The required output is the line that contains "On-screen element detection: the pink petal" and every line after it, each written out exactly, up to the end of the entries.
++++++++++
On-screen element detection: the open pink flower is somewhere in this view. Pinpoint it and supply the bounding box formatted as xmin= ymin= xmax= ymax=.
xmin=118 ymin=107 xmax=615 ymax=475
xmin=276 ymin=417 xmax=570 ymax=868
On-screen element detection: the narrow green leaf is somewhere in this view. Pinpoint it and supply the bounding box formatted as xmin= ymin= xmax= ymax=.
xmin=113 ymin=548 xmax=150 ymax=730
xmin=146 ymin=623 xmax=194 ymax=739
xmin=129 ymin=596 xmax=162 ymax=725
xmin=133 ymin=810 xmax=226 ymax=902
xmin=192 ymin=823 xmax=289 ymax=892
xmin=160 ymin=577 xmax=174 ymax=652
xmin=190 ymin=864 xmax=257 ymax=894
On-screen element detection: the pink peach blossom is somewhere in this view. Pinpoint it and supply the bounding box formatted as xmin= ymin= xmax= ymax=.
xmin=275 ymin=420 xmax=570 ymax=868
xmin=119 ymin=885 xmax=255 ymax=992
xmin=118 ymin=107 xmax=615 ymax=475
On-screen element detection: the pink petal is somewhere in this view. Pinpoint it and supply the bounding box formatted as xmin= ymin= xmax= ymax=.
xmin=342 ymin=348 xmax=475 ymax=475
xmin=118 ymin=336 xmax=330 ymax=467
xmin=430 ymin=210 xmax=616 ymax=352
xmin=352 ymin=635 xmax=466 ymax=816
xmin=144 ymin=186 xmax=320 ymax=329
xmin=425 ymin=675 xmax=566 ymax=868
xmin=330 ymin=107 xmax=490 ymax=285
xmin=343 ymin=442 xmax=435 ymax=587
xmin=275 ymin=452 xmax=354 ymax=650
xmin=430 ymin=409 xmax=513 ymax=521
++++++++++
* _WRITTEN SOLUTION_
On-screen element detection: the pink petal is somewhere in this view. Pinpoint it and supply the bounding box formatted as xmin= ymin= xmax= ymax=.
xmin=342 ymin=348 xmax=475 ymax=475
xmin=118 ymin=336 xmax=330 ymax=467
xmin=430 ymin=210 xmax=616 ymax=352
xmin=352 ymin=635 xmax=466 ymax=816
xmin=144 ymin=186 xmax=320 ymax=329
xmin=425 ymin=675 xmax=566 ymax=868
xmin=330 ymin=107 xmax=490 ymax=285
xmin=343 ymin=442 xmax=435 ymax=587
xmin=275 ymin=452 xmax=354 ymax=650
xmin=430 ymin=409 xmax=513 ymax=521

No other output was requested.